Wednesday, August 17, 2011

A note on malware detection performance

Yesterday, most news outlets published stories about a study done by NSS Labs showing that Internet Explorer 9 provides overwhelmingly better protection against phishing and malware sites than competing browsers, including Firefox. Specifically, the claim is that Internet Explorer detects 99.2% of all malicious internet content, compared to a measly 7.6% for Firefox.

This isn't the first such study conducted. Over 2 years ago, at the release of Internet Explorer 8, a similar study was done with similar but less extreme results. That study was harshly criticized for having a number of flaws. There is no indication that any of criticism was addressed in the new study.

Although many in the community have yet again pointed out the problematic aspects of the study, and hence properly put the results under scrunty, I believe some issues are worthy of a more detailed explanation.

Accuracy of the reported results

The main issue with the study is that it does not consider the tradeoff between false positives, namely, reporting malware when a download is in fact safe, and false negatives, namely, allowing the user to visit a dangerous site or allowing him or her to download malware. Due to the way the test was conducted, false positives were mostly neglected. In other words, the browser that simply gave most warnings, regardless of accuracy, had a large advantage compared to its competitors.

The SmartScreen service in Internet Explorer will give the user a warning as soon as he or she tries to download any uncommonly downloaded piece of software. This is done regardless of whether the download is malware or not. It should be obvious that by crying foul in every uncertain situation, you will cry foul in a dangerous situation, too, leading to a very high score in this test.

Unfortunately, giving a large number of false positives severely diminishes the value of the warnings. If you claim "the sky is falling" at every opportunity, users will start to ignore the warnings, and the effectiveness of the protection drops from 99.2% to 0%, which is infinitely worse than what other browsers offer. The situation should be familiar to Microsoft, who faced similar problems with the initial versions of their User Account Control feature in Windows Vista. It wasn't until the number of false positives dropped that the protection really became effective.

The report's tackling of false positives is limited to the following paragraph.
In addition, NSS maintains a collection of ‘clean URLs’ which includes such sites as yahoo, Amazon, Microsoft, Google, NSS Labs, major banks, etc. Periodically clean URLs were run through the system to verify browsers were not over-blocking.
Aside from the lack of real data, it's astonishing how biased this sample is. As if any major browser vendor, or provider of malware protection, would put out an update and fail to notice that he is blocking his users from visiting a major website! Of course, extending the sample even a little bit to, for example, homepages of random people, would have immediately shown Internet Explorer to produce false positives.

WORK TO DO →
1. Reproduce from the note on malware detection everything from "This isn't the" down to "more detailed explanation.".
2. Decide whether each statement agrees with the note on malware detection, answering yes or no and quoting the words that settle it: (a) The study credits Firefox with detecting 7.6% of malicious content. (b) The earlier study at the release of Internet Explorer 8 gave more extreme results than the new one. (c) SmartScreen warns the user only when a download is confirmed to be malware.

EXTRACTED MATERIAL →
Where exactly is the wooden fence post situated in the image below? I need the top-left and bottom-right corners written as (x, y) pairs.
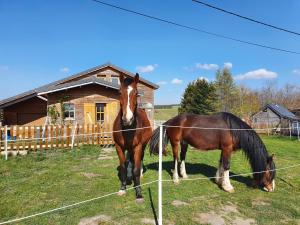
top-left (71, 122), bottom-right (77, 149)
top-left (297, 121), bottom-right (300, 141)
top-left (5, 125), bottom-right (8, 160)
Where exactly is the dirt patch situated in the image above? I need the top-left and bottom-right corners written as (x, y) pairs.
top-left (141, 218), bottom-right (156, 225)
top-left (252, 198), bottom-right (271, 207)
top-left (193, 211), bottom-right (225, 225)
top-left (81, 173), bottom-right (101, 179)
top-left (78, 215), bottom-right (114, 225)
top-left (221, 205), bottom-right (239, 215)
top-left (98, 155), bottom-right (114, 160)
top-left (232, 217), bottom-right (256, 225)
top-left (171, 200), bottom-right (189, 207)
top-left (101, 147), bottom-right (116, 153)
top-left (190, 194), bottom-right (219, 201)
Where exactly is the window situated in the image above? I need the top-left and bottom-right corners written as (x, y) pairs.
top-left (64, 103), bottom-right (75, 120)
top-left (96, 103), bottom-right (105, 123)
top-left (111, 77), bottom-right (119, 85)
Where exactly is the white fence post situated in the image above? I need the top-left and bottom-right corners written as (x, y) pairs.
top-left (297, 122), bottom-right (300, 141)
top-left (5, 125), bottom-right (8, 160)
top-left (158, 125), bottom-right (163, 225)
top-left (72, 122), bottom-right (77, 149)
top-left (289, 121), bottom-right (292, 139)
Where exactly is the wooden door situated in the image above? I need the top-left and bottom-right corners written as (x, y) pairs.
top-left (84, 103), bottom-right (96, 124)
top-left (105, 101), bottom-right (120, 129)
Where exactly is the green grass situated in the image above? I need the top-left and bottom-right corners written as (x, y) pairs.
top-left (0, 137), bottom-right (300, 224)
top-left (154, 107), bottom-right (178, 120)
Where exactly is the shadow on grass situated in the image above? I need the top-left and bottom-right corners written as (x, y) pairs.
top-left (146, 161), bottom-right (252, 187)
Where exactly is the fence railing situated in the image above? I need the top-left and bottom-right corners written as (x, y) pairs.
top-left (0, 124), bottom-right (113, 151)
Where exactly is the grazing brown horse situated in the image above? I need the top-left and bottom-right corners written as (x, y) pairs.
top-left (113, 74), bottom-right (152, 202)
top-left (150, 113), bottom-right (275, 192)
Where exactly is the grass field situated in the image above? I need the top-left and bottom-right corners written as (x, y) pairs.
top-left (0, 137), bottom-right (300, 225)
top-left (154, 107), bottom-right (178, 120)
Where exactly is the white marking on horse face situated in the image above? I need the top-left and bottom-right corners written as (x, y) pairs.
top-left (125, 86), bottom-right (133, 122)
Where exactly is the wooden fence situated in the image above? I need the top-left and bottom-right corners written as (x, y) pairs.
top-left (0, 124), bottom-right (113, 151)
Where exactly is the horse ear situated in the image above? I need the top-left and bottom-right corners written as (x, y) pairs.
top-left (134, 73), bottom-right (140, 84)
top-left (119, 73), bottom-right (124, 84)
top-left (268, 154), bottom-right (275, 163)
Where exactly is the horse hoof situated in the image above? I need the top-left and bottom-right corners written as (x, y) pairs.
top-left (173, 179), bottom-right (179, 185)
top-left (182, 174), bottom-right (189, 179)
top-left (222, 187), bottom-right (234, 193)
top-left (118, 190), bottom-right (126, 196)
top-left (135, 198), bottom-right (145, 204)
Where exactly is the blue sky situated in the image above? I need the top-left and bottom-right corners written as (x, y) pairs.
top-left (0, 0), bottom-right (300, 104)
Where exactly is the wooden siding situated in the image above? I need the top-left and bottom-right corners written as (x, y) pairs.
top-left (0, 123), bottom-right (114, 151)
top-left (3, 97), bottom-right (47, 126)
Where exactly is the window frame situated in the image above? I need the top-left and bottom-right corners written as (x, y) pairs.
top-left (95, 102), bottom-right (106, 123)
top-left (63, 102), bottom-right (76, 121)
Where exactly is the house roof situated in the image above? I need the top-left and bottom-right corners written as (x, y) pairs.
top-left (263, 103), bottom-right (300, 120)
top-left (0, 63), bottom-right (159, 108)
top-left (38, 77), bottom-right (120, 95)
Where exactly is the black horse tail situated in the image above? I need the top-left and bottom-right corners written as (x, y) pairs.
top-left (221, 113), bottom-right (275, 181)
top-left (149, 121), bottom-right (169, 155)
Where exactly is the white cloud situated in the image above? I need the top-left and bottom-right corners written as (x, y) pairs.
top-left (171, 78), bottom-right (183, 84)
top-left (59, 67), bottom-right (70, 73)
top-left (198, 76), bottom-right (209, 82)
top-left (196, 63), bottom-right (219, 70)
top-left (156, 81), bottom-right (167, 85)
top-left (136, 64), bottom-right (158, 73)
top-left (234, 69), bottom-right (278, 80)
top-left (293, 69), bottom-right (300, 75)
top-left (0, 65), bottom-right (8, 71)
top-left (224, 62), bottom-right (233, 69)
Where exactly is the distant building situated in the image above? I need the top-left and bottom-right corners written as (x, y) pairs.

SOLUTIONS PER TASK →
1.
This isn't the first such study conducted. Over 2 years ago, at the release of Internet Explorer 8, a similar study was done with similar but less extreme results. That study was harshly criticized for having a number of flaws. There is no indication that any of criticism was addressed in the new study.

Although many in the community have yet again pointed out the problematic aspects of the study, and hence properly put the results under scrunty, I believe some issues are worthy of a more detailed explanation.

2.
(a) Yes: "compared to a measly 7.6% for Firefox"
(b) No: "a similar study was done with similar but less extreme results"
(c) No: "This is done regardless of whether the download is malware or not."